The first line of the entries through the line bearing "[105, 339], one": copy these lines exactly and return nothing else.
▼
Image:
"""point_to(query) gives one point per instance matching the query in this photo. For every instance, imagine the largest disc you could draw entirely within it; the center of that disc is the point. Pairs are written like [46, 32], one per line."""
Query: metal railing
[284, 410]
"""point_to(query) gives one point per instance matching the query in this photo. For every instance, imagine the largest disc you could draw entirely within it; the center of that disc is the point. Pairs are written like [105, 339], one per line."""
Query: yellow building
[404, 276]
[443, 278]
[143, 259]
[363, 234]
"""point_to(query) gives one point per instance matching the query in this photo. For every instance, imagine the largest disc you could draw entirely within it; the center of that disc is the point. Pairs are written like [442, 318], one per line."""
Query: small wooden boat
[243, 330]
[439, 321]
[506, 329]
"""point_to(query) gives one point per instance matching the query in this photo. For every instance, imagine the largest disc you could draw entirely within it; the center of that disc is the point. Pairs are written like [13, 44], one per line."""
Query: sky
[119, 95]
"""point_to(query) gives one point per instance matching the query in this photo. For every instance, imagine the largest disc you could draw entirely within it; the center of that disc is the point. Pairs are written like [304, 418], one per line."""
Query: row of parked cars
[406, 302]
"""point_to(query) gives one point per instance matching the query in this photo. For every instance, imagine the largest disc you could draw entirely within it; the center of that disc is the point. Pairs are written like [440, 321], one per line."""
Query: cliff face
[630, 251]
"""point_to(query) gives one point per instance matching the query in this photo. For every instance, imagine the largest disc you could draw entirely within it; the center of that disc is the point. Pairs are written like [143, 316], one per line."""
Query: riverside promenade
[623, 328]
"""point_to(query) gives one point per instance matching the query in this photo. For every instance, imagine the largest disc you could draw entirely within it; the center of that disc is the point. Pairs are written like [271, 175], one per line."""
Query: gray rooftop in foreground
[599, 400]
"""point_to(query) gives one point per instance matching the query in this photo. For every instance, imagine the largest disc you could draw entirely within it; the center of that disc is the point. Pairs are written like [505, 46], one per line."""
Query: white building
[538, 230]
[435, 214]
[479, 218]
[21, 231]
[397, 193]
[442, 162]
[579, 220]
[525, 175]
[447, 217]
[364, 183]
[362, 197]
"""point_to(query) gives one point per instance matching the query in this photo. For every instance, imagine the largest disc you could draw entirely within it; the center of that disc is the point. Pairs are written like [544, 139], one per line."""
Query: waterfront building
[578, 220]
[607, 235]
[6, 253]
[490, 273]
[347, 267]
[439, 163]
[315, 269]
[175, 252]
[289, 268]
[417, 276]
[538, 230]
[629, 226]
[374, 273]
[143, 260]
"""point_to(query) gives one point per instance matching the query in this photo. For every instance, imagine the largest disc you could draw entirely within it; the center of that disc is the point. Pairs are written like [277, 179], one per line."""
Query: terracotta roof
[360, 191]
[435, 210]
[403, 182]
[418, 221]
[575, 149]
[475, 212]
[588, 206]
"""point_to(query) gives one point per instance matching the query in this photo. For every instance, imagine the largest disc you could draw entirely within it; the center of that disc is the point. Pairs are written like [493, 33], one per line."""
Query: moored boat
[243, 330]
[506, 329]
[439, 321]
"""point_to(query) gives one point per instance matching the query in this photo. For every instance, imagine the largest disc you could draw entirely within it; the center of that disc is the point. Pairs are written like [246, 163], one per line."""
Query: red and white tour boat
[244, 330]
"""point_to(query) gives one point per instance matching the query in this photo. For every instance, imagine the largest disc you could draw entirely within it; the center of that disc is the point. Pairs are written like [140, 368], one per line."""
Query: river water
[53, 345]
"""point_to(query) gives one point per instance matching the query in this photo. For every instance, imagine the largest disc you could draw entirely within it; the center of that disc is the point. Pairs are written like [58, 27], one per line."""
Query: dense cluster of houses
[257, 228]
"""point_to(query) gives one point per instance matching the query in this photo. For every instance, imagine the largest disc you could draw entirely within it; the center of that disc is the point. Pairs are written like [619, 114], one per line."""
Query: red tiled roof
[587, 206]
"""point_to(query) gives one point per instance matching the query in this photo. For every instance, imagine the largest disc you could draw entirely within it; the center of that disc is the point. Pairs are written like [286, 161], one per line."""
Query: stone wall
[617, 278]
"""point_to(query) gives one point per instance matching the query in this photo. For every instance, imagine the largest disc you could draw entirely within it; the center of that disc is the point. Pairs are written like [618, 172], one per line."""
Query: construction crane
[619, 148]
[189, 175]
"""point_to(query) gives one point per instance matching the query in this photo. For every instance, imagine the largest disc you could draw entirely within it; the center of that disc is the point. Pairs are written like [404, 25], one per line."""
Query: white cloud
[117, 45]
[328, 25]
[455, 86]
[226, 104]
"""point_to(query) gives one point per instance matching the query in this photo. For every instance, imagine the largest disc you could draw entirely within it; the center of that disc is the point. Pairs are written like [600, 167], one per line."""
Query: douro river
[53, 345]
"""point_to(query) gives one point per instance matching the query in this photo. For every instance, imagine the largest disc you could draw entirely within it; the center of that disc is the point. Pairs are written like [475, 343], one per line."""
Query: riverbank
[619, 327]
▲
Solved exercise
Image:
"""point_to(query) gives one point per instance matching the query in this photo. For every instance, imagine the largest disc you could draw entirely within it; the center of that disc is the point. Pairs are written like [46, 32], one per line."""
Query: metal railing
[284, 410]
"""point_to(query) gives one point per instance matching the query in this photo. For every instance, imagine the largest disc you could draw entirely within it; the center of that disc is the point. Pairs are written like [105, 339], one per line."""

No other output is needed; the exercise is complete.